### What the task asks:
Please print the records below exactly as they are.

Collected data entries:
+ + + + + + +

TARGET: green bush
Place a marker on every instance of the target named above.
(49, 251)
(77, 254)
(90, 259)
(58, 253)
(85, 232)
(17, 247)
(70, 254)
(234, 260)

+ + + + + + +

### Solved problem:
TARGET: green bush
Place a marker on every instance of the target named above.
(49, 251)
(77, 254)
(90, 259)
(58, 253)
(85, 232)
(17, 247)
(70, 254)
(234, 260)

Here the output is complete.